SET PROBLEM. Return every line of the material below that contains the string "wildebeest".

Outline labeling records:
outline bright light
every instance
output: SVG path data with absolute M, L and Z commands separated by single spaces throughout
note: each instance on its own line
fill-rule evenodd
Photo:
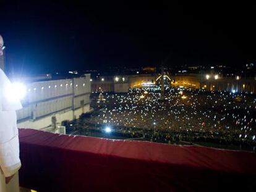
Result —
M 5 90 L 5 95 L 11 101 L 23 98 L 27 94 L 26 86 L 21 83 L 13 83 Z
M 105 128 L 105 131 L 106 133 L 110 133 L 112 131 L 112 130 L 109 127 L 107 127 Z

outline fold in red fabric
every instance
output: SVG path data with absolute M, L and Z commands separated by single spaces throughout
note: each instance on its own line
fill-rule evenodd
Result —
M 39 191 L 254 191 L 256 154 L 20 129 L 20 185 Z

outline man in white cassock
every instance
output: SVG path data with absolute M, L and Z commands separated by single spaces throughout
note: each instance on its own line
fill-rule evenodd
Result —
M 22 106 L 15 95 L 6 94 L 11 86 L 0 69 L 0 192 L 19 191 L 21 164 L 15 111 Z

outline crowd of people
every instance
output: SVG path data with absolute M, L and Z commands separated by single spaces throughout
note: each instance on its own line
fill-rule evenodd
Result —
M 159 86 L 103 95 L 82 125 L 108 125 L 129 138 L 161 143 L 256 143 L 256 98 L 250 94 L 166 86 L 163 100 Z

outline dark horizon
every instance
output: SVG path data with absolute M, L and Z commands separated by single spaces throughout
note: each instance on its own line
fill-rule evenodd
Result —
M 11 1 L 11 2 L 10 2 Z M 9 72 L 256 61 L 255 4 L 1 1 Z

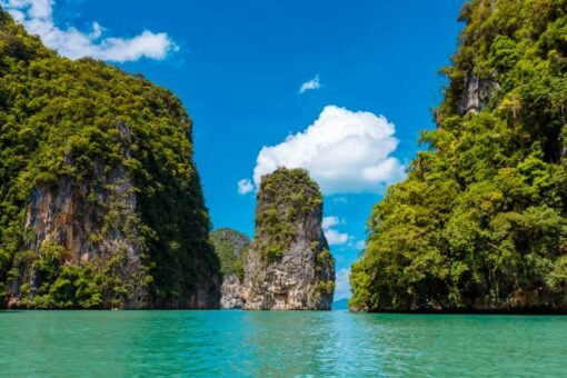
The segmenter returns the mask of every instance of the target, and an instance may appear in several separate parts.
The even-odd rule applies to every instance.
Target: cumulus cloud
[[[238,193],[247,195],[253,190],[253,183],[249,179],[238,181]]]
[[[38,34],[46,46],[71,59],[91,57],[117,62],[141,58],[162,60],[178,49],[163,32],[145,30],[132,38],[103,38],[105,28],[98,22],[92,22],[90,31],[60,28],[53,20],[53,0],[0,0],[0,4],[28,32]]]
[[[356,249],[360,249],[360,250],[365,249],[366,248],[366,241],[365,240],[357,241],[356,245],[355,245],[355,248]]]
[[[253,181],[259,186],[278,167],[305,168],[325,195],[379,192],[405,176],[391,157],[398,146],[394,133],[384,116],[328,106],[305,131],[261,149]]]
[[[322,218],[322,228],[331,228],[334,226],[340,225],[341,221],[338,217],[324,217]]]
[[[341,233],[332,228],[324,229],[324,231],[329,246],[340,246],[348,241],[348,233]]]
[[[308,90],[319,89],[321,88],[321,81],[319,80],[319,76],[316,74],[315,78],[312,78],[309,81],[306,81],[299,87],[299,93],[302,94],[307,92]]]
[[[350,269],[340,269],[339,271],[337,271],[337,277],[335,279],[334,300],[350,298],[350,284],[348,281]]]
[[[332,199],[332,203],[335,203],[335,205],[347,205],[348,200],[345,197],[335,197]]]
[[[325,238],[330,246],[344,245],[349,240],[348,233],[342,233],[334,229],[332,227],[345,223],[338,217],[324,217],[321,228],[325,232]]]

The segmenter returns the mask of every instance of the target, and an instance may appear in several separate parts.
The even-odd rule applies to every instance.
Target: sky
[[[324,193],[335,299],[366,221],[402,180],[442,98],[462,0],[0,0],[46,44],[175,92],[193,120],[213,228],[253,236],[255,191],[278,166]]]

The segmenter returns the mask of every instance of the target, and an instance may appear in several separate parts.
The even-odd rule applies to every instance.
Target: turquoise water
[[[3,311],[1,376],[566,376],[567,317]]]

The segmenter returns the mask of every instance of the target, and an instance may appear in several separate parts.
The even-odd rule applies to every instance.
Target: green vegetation
[[[246,252],[250,247],[250,239],[230,228],[221,228],[210,233],[210,239],[215,246],[215,252],[220,260],[220,271],[222,277],[237,275],[240,282],[245,278],[243,262]]]
[[[352,308],[567,306],[567,1],[460,17],[430,148],[372,211]]]
[[[18,296],[29,307],[108,308],[139,290],[150,306],[175,306],[213,282],[219,263],[192,151],[191,121],[168,90],[60,58],[0,9],[0,307]],[[133,212],[128,198],[101,197],[117,170],[133,183],[125,195],[136,196]],[[98,246],[88,262],[62,246],[26,247],[36,238],[23,229],[32,191],[66,180],[97,226],[86,236]],[[117,232],[135,257],[106,249]]]
[[[291,246],[297,220],[322,215],[319,186],[305,169],[281,167],[263,176],[257,199],[255,243],[266,261],[281,258]]]

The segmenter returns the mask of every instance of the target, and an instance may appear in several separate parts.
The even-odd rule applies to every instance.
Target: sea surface
[[[567,376],[567,317],[1,311],[0,376]]]

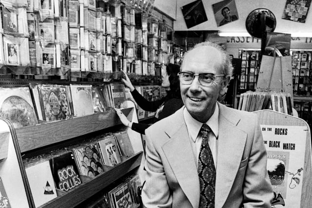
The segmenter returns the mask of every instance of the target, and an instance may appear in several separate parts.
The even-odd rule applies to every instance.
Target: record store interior
[[[0,0],[0,208],[144,207],[131,125],[159,111],[122,80],[160,100],[207,41],[234,67],[218,102],[259,115],[272,207],[311,207],[312,1]]]

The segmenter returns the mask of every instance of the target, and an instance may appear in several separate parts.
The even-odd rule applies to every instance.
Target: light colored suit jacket
[[[215,208],[271,208],[273,192],[256,115],[218,105]],[[147,208],[198,207],[199,181],[184,108],[145,132]]]

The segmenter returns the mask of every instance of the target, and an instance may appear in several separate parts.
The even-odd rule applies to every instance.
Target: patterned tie
[[[199,208],[214,208],[215,168],[214,158],[208,144],[208,136],[211,129],[203,124],[200,132],[203,141],[198,157],[198,177],[200,185]]]

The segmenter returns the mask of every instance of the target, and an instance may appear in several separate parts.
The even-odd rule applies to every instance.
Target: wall
[[[171,0],[166,0],[171,1]],[[155,0],[156,2],[158,1],[165,1],[164,0]],[[188,30],[180,7],[194,1],[195,0],[178,0],[176,1],[176,21],[174,22],[175,30]],[[202,2],[208,20],[189,28],[189,30],[246,32],[245,25],[246,19],[248,14],[254,9],[264,8],[271,10],[275,15],[276,19],[276,26],[274,32],[285,33],[292,32],[312,32],[312,8],[309,9],[305,23],[282,19],[286,0],[235,0],[238,13],[238,19],[224,25],[217,27],[212,4],[220,1],[221,0],[203,0]]]
[[[154,6],[173,19],[176,19],[177,0],[155,0]]]

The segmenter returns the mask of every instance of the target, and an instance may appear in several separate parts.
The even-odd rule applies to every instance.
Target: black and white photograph
[[[287,0],[282,19],[305,23],[311,0]]]
[[[18,18],[16,13],[2,7],[2,25],[5,33],[16,34],[18,30]]]
[[[238,19],[234,0],[224,0],[213,4],[214,18],[218,27]]]
[[[202,0],[186,4],[181,9],[188,29],[208,20]]]

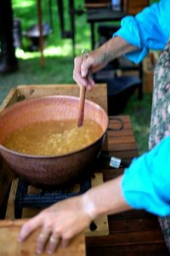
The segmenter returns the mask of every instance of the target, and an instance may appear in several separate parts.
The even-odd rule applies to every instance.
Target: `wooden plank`
[[[107,113],[107,85],[105,84],[96,84],[92,91],[86,93],[88,99],[101,106]],[[19,85],[17,91],[21,97],[32,99],[43,96],[67,95],[79,96],[79,87],[76,84],[31,84]]]
[[[7,107],[17,102],[17,97],[18,97],[17,90],[15,88],[11,89],[7,97],[4,99],[2,105],[0,106],[0,113],[3,110],[4,110]]]
[[[109,137],[133,137],[133,132],[132,131],[132,129],[123,129],[122,131],[108,131],[107,134],[109,136]]]
[[[0,218],[5,217],[6,207],[14,173],[0,155]]]
[[[95,178],[92,178],[92,187],[98,186],[103,183],[103,175],[102,173],[95,173]],[[14,178],[9,198],[8,201],[7,212],[6,212],[6,219],[14,219],[14,200],[16,195],[16,189],[18,185],[18,178]],[[33,194],[37,193],[39,194],[39,190],[34,187],[29,186],[29,193]],[[76,188],[72,188],[73,191],[76,189]],[[75,190],[74,190],[75,189]],[[24,208],[22,218],[28,218],[35,216],[42,209],[39,208]],[[104,215],[98,219],[94,220],[95,224],[97,225],[97,229],[95,230],[91,231],[89,229],[85,230],[86,236],[107,236],[109,235],[109,224],[107,216]]]
[[[121,245],[115,247],[88,247],[87,255],[99,256],[167,256],[165,242],[156,244]]]
[[[122,245],[135,245],[144,243],[159,243],[163,241],[163,237],[160,230],[134,231],[134,232],[114,232],[110,236],[87,238],[87,246],[93,247],[110,247]]]
[[[136,143],[121,143],[121,144],[112,144],[108,143],[109,151],[126,151],[126,150],[137,150]]]
[[[17,221],[0,221],[0,255],[2,256],[36,256],[37,236],[40,230],[37,230],[23,242],[17,241],[19,233],[26,219]],[[82,233],[71,240],[68,247],[59,246],[53,255],[57,256],[85,256],[84,235]],[[48,255],[47,252],[41,254]]]

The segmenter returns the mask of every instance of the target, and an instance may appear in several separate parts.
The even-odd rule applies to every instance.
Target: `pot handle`
[[[116,120],[116,123],[120,124],[118,128],[108,128],[108,131],[121,131],[123,129],[123,121],[122,119],[118,118],[118,117],[115,117],[115,116],[110,116],[109,117],[110,120]]]

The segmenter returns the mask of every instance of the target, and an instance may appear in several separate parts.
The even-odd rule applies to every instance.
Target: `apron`
[[[170,135],[170,41],[162,53],[154,73],[150,149],[167,135]],[[158,219],[170,252],[170,216]]]

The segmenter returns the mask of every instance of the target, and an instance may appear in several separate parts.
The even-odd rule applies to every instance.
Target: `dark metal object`
[[[19,179],[15,201],[14,201],[14,218],[22,218],[24,207],[44,208],[60,201],[80,195],[91,188],[91,178],[87,178],[80,183],[80,189],[77,192],[69,192],[69,189],[57,190],[40,190],[39,194],[28,194],[29,183],[23,178]]]

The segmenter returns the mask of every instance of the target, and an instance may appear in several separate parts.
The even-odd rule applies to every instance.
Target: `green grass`
[[[83,0],[77,0],[76,7],[83,6]],[[26,50],[29,42],[23,38],[23,49],[17,49],[20,60],[19,72],[7,76],[0,76],[0,103],[8,95],[9,90],[19,84],[71,84],[73,56],[71,39],[60,38],[60,24],[56,1],[54,1],[54,32],[46,40],[44,55],[45,67],[40,66],[40,53]],[[65,3],[67,3],[65,1]],[[14,16],[20,18],[22,31],[37,24],[37,2],[35,0],[13,0]],[[48,22],[48,3],[42,1],[43,22]],[[65,5],[65,9],[67,9]],[[66,28],[69,29],[69,16],[65,15]],[[85,15],[76,19],[76,54],[82,49],[90,49],[90,27],[86,21]],[[129,114],[133,123],[134,135],[139,154],[148,149],[148,137],[150,119],[151,95],[144,95],[142,101],[138,101],[136,95],[129,100],[123,113]]]

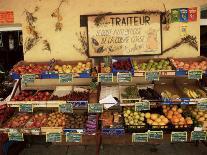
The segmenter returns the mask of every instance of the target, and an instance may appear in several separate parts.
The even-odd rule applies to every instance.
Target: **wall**
[[[68,4],[62,6],[61,14],[63,15],[63,30],[54,31],[56,20],[51,18],[52,11],[57,7],[59,0],[0,0],[0,10],[13,10],[15,23],[23,25],[23,39],[27,37],[24,9],[34,10],[39,6],[40,10],[35,13],[38,17],[36,28],[50,42],[52,52],[43,51],[42,44],[38,44],[31,51],[25,54],[27,61],[47,61],[51,58],[62,60],[83,60],[86,59],[74,48],[78,44],[76,32],[84,31],[80,28],[80,15],[96,14],[101,12],[131,12],[135,10],[163,9],[163,3],[167,9],[182,7],[198,7],[198,18],[200,17],[200,5],[206,3],[206,0],[68,0]],[[171,46],[180,38],[181,23],[170,25],[170,31],[163,32],[163,48]],[[197,22],[188,23],[189,34],[195,35],[200,44],[200,19]],[[189,57],[198,56],[200,51],[195,51],[188,45],[174,49],[163,57]]]

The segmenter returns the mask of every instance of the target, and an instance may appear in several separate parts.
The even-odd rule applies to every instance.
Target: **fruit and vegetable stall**
[[[206,141],[207,59],[19,62],[0,85],[1,134],[56,145]]]

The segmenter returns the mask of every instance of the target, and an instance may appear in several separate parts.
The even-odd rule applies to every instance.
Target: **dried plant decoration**
[[[174,45],[172,45],[171,47],[165,49],[163,51],[163,53],[166,53],[172,49],[178,48],[179,46],[181,46],[183,44],[188,44],[189,46],[193,47],[194,49],[196,49],[198,51],[198,43],[197,43],[196,36],[187,35],[186,37],[181,38],[181,40],[179,42],[177,42]]]
[[[50,43],[47,40],[43,40],[43,49],[42,50],[47,50],[51,53]]]
[[[78,51],[80,54],[87,56],[88,52],[88,41],[87,41],[87,34],[86,32],[80,32],[76,33],[76,36],[79,41],[79,46],[73,45],[73,48],[75,48],[76,51]]]
[[[61,31],[63,28],[63,24],[61,23],[63,17],[60,14],[60,8],[65,2],[67,2],[67,0],[61,0],[58,7],[51,14],[52,18],[57,18],[57,22],[55,24],[55,31]]]

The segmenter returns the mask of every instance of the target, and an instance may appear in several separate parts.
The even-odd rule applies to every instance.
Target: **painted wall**
[[[78,45],[76,32],[85,31],[80,28],[80,15],[98,14],[101,12],[131,12],[135,10],[149,9],[163,10],[163,3],[167,9],[198,7],[198,18],[200,17],[200,5],[206,3],[206,0],[68,0],[61,8],[63,15],[63,30],[54,31],[56,20],[51,18],[52,11],[57,7],[60,0],[0,0],[0,10],[13,10],[15,23],[23,25],[23,39],[27,37],[24,9],[33,11],[35,6],[40,10],[35,13],[38,17],[36,29],[43,38],[50,42],[52,53],[42,50],[42,43],[35,46],[31,51],[25,54],[27,61],[48,61],[51,58],[62,60],[84,60],[85,56],[78,53],[73,45]],[[173,23],[170,25],[170,31],[163,31],[163,48],[167,48],[180,38],[180,26],[182,23]],[[188,23],[188,32],[198,38],[200,44],[200,19],[197,22]],[[163,57],[190,57],[198,56],[200,51],[196,51],[188,45],[174,49]]]

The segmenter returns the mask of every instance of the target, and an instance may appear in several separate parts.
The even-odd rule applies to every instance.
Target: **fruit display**
[[[177,69],[183,69],[183,70],[206,70],[207,69],[207,61],[181,61],[181,60],[175,60],[171,59],[170,60],[172,64],[177,68]]]
[[[65,127],[69,115],[53,112],[48,115],[46,127]]]
[[[13,116],[8,122],[5,123],[4,128],[20,128],[29,121],[30,115],[28,113],[19,113]]]
[[[163,105],[163,113],[171,121],[176,128],[178,127],[187,127],[193,124],[191,117],[184,117],[183,109],[179,108],[177,105],[166,106]]]
[[[152,88],[139,89],[139,96],[148,100],[160,100],[161,96]]]
[[[54,70],[58,73],[90,73],[91,62],[78,62],[77,65],[63,64],[55,65]]]
[[[86,125],[87,115],[70,114],[65,120],[65,127],[70,129],[84,129]]]
[[[43,71],[49,71],[49,65],[28,64],[28,65],[15,65],[11,72],[16,74],[41,74]]]
[[[32,118],[27,122],[25,128],[40,128],[45,126],[47,123],[47,114],[37,113],[32,116]]]
[[[152,126],[165,126],[168,124],[169,120],[164,116],[157,113],[145,113],[145,118],[147,119],[147,123]]]
[[[206,93],[201,89],[189,89],[189,88],[183,88],[183,92],[187,95],[189,98],[205,98]]]
[[[139,63],[137,61],[132,62],[134,71],[155,71],[155,70],[172,70],[169,60],[149,60],[148,62]]]

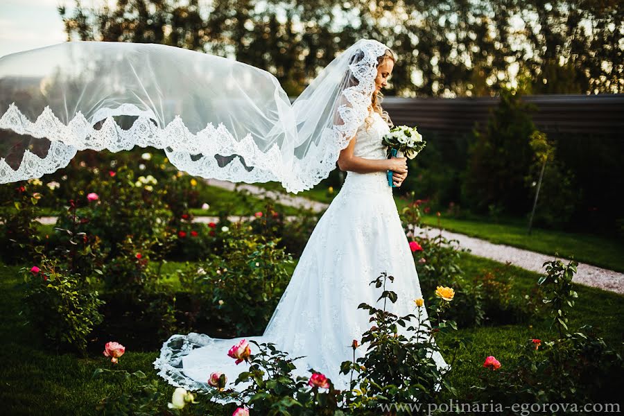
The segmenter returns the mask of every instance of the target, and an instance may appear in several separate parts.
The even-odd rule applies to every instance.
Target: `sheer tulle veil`
[[[361,40],[291,104],[270,73],[152,44],[70,42],[0,58],[0,183],[39,177],[78,150],[162,149],[177,168],[310,189],[368,114],[377,59]]]

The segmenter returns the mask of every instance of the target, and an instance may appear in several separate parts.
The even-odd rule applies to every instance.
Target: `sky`
[[[67,0],[0,0],[0,56],[64,42],[56,8]]]

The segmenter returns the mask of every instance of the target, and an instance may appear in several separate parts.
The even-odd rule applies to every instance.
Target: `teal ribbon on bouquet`
[[[397,149],[390,149],[390,157],[396,157],[398,153]],[[390,159],[390,157],[388,157],[388,159]],[[392,171],[388,171],[388,184],[392,188],[396,188],[397,186],[392,183],[392,173],[394,173]]]

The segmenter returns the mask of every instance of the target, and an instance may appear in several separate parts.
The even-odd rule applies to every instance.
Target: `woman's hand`
[[[406,177],[407,177],[407,172],[405,173],[397,173],[395,172],[392,173],[392,183],[395,184],[395,187],[400,187]]]
[[[392,171],[395,173],[405,173],[407,176],[407,158],[406,157],[392,157],[388,159],[388,171]],[[404,178],[405,179],[405,178]]]

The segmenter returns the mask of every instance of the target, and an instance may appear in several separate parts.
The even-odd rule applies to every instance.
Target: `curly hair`
[[[392,49],[386,49],[385,53],[377,58],[377,66],[379,67],[382,63],[383,63],[385,60],[391,59],[393,62],[397,62],[396,55]],[[383,108],[381,108],[381,101],[383,100],[383,94],[381,94],[381,91],[377,94],[373,94],[372,99],[371,101],[371,107],[373,111],[378,113],[381,118],[383,119],[383,121],[385,121],[389,125],[393,125],[392,120],[390,120],[390,115],[388,114],[388,112],[385,111]],[[366,123],[366,130],[368,130],[370,126],[372,125],[372,117],[368,116],[365,119],[365,122]]]

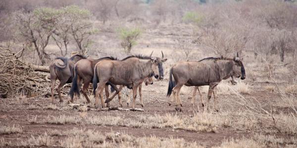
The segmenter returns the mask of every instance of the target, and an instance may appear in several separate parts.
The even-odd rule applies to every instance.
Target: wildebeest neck
[[[233,73],[233,63],[231,60],[217,60],[216,64],[219,69],[220,78],[226,79],[230,77]]]

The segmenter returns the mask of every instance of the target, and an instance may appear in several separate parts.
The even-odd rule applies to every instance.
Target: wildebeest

FULL RESPONSE.
Target: wildebeest neck
Target: wildebeest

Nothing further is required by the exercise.